::: Material to process :::

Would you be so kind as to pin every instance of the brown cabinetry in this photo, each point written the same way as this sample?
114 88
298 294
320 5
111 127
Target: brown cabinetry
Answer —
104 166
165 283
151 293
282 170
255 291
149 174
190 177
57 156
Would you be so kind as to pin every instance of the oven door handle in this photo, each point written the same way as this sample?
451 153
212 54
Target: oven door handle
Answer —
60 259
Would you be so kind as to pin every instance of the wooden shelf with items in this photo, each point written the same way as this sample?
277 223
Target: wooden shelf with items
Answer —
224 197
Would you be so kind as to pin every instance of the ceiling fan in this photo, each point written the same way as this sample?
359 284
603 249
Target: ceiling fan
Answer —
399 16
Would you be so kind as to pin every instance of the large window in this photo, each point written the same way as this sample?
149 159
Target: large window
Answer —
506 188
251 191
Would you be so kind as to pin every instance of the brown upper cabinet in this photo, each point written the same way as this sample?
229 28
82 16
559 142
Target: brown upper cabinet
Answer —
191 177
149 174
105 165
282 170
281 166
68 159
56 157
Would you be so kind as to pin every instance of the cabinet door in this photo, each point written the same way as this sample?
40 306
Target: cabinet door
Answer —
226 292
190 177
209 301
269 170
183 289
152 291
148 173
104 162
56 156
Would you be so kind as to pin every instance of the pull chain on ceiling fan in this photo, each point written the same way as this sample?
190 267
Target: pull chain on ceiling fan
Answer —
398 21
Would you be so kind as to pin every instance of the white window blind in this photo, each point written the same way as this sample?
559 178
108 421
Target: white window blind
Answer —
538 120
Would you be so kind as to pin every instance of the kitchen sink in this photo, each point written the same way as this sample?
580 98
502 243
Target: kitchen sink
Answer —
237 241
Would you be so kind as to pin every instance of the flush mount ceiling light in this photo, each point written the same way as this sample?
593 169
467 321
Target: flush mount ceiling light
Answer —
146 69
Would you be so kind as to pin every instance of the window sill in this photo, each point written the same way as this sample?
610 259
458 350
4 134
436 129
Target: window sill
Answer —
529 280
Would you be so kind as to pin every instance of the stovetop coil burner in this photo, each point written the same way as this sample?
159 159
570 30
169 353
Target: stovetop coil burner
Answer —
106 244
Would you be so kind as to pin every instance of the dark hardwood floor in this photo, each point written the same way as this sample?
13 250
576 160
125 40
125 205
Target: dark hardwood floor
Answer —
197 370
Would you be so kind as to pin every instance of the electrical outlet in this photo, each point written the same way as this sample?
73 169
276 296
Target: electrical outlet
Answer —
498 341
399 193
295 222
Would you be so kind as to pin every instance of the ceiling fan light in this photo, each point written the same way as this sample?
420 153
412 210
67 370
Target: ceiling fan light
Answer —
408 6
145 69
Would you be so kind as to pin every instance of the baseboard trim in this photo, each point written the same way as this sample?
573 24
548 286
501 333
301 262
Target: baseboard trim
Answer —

:::

> [Brief]
Set down exactly the lines above that run from the start of the listing to the line with "Target: cabinet door". Leave out every later line.

> [Task response]
Would you be so kind as to pin every instance of the brown cabinetry in this photo, each point written the same way as this sample?
114 88
298 294
320 5
111 127
Target: brown cabinetry
Answer —
104 166
165 283
151 293
282 170
255 291
149 174
190 177
57 156
Would you be so kind as to pin every instance of the oven door handle in this photo, each point written the same way as this sample?
451 153
212 54
Target: oven door handle
Answer —
60 259
Would you be so kind as to pin every instance of the wooden shelf with items in this photo, each point written the same way as this sample?
277 223
Target: wooden shelf with items
Answer —
224 197
Would you be so kind as to pin every instance of the ceiling fan in this photo, each point written the same way as this sample?
359 284
603 249
Target: ceiling fan
Answer —
399 16
Would you be so kind as to pin every instance of the large window in this photo, each point written the same way as this sample?
149 159
Target: large window
Answer —
506 188
251 191
Would you be so kind as to pin every instance of the brown upper cabinet in this photo, each point written the same way as this sample?
229 28
82 16
559 142
Target: brown upper cabinet
Answer —
191 177
149 174
105 165
282 170
281 166
68 159
56 157
Would you be so kind as to pin every instance of the cabinet door in this photo, each point written the same way as this sample?
40 306
Target: cabinet door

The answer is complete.